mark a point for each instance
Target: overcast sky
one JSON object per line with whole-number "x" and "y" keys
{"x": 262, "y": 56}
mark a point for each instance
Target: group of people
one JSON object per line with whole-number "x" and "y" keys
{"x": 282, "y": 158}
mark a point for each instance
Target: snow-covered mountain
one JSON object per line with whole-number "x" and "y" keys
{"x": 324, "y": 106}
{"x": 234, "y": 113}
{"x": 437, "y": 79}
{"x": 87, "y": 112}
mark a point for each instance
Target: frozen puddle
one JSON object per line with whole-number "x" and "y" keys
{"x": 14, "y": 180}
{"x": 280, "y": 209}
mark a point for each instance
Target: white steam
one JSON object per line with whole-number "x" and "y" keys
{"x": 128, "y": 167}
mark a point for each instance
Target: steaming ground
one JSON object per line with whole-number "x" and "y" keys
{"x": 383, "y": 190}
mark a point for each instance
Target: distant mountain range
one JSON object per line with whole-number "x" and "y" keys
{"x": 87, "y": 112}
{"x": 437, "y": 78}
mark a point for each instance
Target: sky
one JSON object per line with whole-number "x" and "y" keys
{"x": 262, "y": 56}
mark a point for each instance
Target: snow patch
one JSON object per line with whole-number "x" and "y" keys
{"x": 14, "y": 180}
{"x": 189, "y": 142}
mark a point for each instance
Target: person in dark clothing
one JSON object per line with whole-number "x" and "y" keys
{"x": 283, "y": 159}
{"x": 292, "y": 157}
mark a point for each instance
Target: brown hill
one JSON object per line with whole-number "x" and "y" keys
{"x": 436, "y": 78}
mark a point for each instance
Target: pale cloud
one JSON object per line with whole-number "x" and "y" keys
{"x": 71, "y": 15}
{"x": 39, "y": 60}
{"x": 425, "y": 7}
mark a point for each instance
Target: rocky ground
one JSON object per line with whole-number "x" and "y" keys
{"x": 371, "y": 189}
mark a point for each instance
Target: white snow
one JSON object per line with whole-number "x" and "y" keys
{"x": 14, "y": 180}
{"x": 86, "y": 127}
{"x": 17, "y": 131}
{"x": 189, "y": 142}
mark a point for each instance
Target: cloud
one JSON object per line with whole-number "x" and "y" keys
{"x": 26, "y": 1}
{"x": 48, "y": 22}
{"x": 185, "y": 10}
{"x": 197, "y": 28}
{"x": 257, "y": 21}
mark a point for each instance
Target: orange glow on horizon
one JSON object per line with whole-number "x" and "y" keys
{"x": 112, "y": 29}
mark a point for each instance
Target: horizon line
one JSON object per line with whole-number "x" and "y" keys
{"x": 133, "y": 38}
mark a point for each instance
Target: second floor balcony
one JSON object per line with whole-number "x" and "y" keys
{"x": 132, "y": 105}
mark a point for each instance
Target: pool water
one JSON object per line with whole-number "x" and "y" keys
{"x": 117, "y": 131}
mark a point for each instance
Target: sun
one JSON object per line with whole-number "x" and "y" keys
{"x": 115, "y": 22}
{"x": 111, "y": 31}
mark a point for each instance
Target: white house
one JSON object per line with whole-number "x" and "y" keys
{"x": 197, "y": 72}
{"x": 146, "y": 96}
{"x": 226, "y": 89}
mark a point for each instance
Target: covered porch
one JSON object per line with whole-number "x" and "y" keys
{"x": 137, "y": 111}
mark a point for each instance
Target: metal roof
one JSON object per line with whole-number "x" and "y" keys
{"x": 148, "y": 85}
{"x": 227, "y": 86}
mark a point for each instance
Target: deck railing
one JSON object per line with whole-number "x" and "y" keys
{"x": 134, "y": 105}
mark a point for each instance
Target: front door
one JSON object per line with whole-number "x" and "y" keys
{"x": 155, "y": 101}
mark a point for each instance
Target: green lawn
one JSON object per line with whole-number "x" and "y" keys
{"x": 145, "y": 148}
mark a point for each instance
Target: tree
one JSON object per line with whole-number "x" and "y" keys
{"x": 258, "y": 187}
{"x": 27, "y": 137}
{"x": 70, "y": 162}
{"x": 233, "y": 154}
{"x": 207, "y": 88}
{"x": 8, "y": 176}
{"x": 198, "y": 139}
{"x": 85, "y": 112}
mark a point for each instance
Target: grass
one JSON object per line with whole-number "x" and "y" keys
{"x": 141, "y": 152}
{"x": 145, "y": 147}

Objective:
Reproduce every line above without error.

Solution for this problem:
mark a point for each instance
Target: overcast sky
one JSON object per line with whole-number "x" and "y" keys
{"x": 262, "y": 56}
mark a point for each instance
Target: group of people
one JSON object per line with whole-number "x" and "y" keys
{"x": 282, "y": 158}
mark a point for each instance
Target: snow-covered mountain
one JSON object per line with whole-number "x" and "y" keys
{"x": 324, "y": 106}
{"x": 234, "y": 113}
{"x": 437, "y": 79}
{"x": 87, "y": 112}
mark a point for each instance
Target: frozen puddle
one JSON object per line with whole-number "x" and "y" keys
{"x": 14, "y": 180}
{"x": 280, "y": 209}
mark a point for each instance
Target: white steam
one JSON object per line with whole-number "x" and "y" keys
{"x": 128, "y": 167}
mark a point for each instance
Target: steaming ground
one JSON object per line with whole-number "x" and "y" keys
{"x": 383, "y": 190}
mark a point for each instance
Target: distant mountain range
one JSON object per line with whole-number "x" and "y" keys
{"x": 87, "y": 112}
{"x": 437, "y": 78}
mark a point for each instance
Target: sky
one JSON object per line with whole-number "x" and "y" keys
{"x": 262, "y": 56}
mark a point for each instance
Target: snow patch
one JSON object per line with whole-number "x" and "y" keys
{"x": 14, "y": 180}
{"x": 189, "y": 142}
mark a point for each instance
Target: person in dark clothing
one JSON object per line with whole-number "x" and "y" keys
{"x": 283, "y": 159}
{"x": 292, "y": 157}
mark a point for each instance
Target: brown hill
one JSON object per line with whole-number "x" and "y" keys
{"x": 436, "y": 78}
mark a point for each instance
Target: pale cloud
one JSON object per line with whole-number "x" and "y" keys
{"x": 71, "y": 15}
{"x": 39, "y": 60}
{"x": 425, "y": 7}
mark a point for each instance
Target: rocky ground
one JSON object per line with whole-number "x" and "y" keys
{"x": 371, "y": 189}
mark a point for each instance
Target: white snow
one JSON object per line with whole-number "x" and "y" keys
{"x": 14, "y": 180}
{"x": 86, "y": 127}
{"x": 17, "y": 131}
{"x": 189, "y": 142}
mark a point for each instance
Target: cloud
one JSON object per line with whole-number "x" and "y" keys
{"x": 26, "y": 1}
{"x": 48, "y": 22}
{"x": 185, "y": 10}
{"x": 197, "y": 28}
{"x": 257, "y": 21}
mark a point for each instance
Target: orange glow on horizon
one JSON object per line with whole-number "x" and "y" keys
{"x": 112, "y": 29}
mark a point for each instance
Target: horizon line
one JSON object per line with whole-number "x" and "y" keys
{"x": 133, "y": 38}
mark a point for each instance
Target: second floor balcony
one JSON object per line with whole-number "x" and "y" keys
{"x": 132, "y": 105}
mark a point for each instance
Target: pool water
one JSON object per line with whole-number "x" and "y" keys
{"x": 117, "y": 131}
mark a point for each instance
Target: sun
one JSON object per line with whole-number "x" and "y" keys
{"x": 115, "y": 22}
{"x": 111, "y": 31}
mark a point for each instance
Target: white house
one JSON object per line with whole-number "x" and "y" keys
{"x": 197, "y": 72}
{"x": 146, "y": 96}
{"x": 226, "y": 89}
mark a point for each instance
Target: covered porch
one JSON object per line with whole-number "x" and "y" keys
{"x": 137, "y": 111}
mark a point for each instance
Target: metal roof
one JSON object per line with whole-number "x" and "y" keys
{"x": 148, "y": 85}
{"x": 227, "y": 86}
mark a point for each instance
Target: deck railing
one JSON object per line with whole-number "x" and "y" keys
{"x": 134, "y": 105}
mark a point for each instance
Target: front door
one JSON object per line with whole-number "x" and "y" keys
{"x": 155, "y": 101}
mark a point for each instance
Target: green lawn
one JSON object per line with whole-number "x" and "y" keys
{"x": 145, "y": 148}
mark a point for each instance
Target: tree
one JSON object per line with whole-number "x" and "y" keys
{"x": 258, "y": 187}
{"x": 27, "y": 137}
{"x": 70, "y": 162}
{"x": 233, "y": 154}
{"x": 207, "y": 88}
{"x": 8, "y": 176}
{"x": 198, "y": 139}
{"x": 85, "y": 112}
mark a point for each instance
Target: grass
one JSON object per line with whole-number "x" and "y" keys
{"x": 141, "y": 152}
{"x": 145, "y": 147}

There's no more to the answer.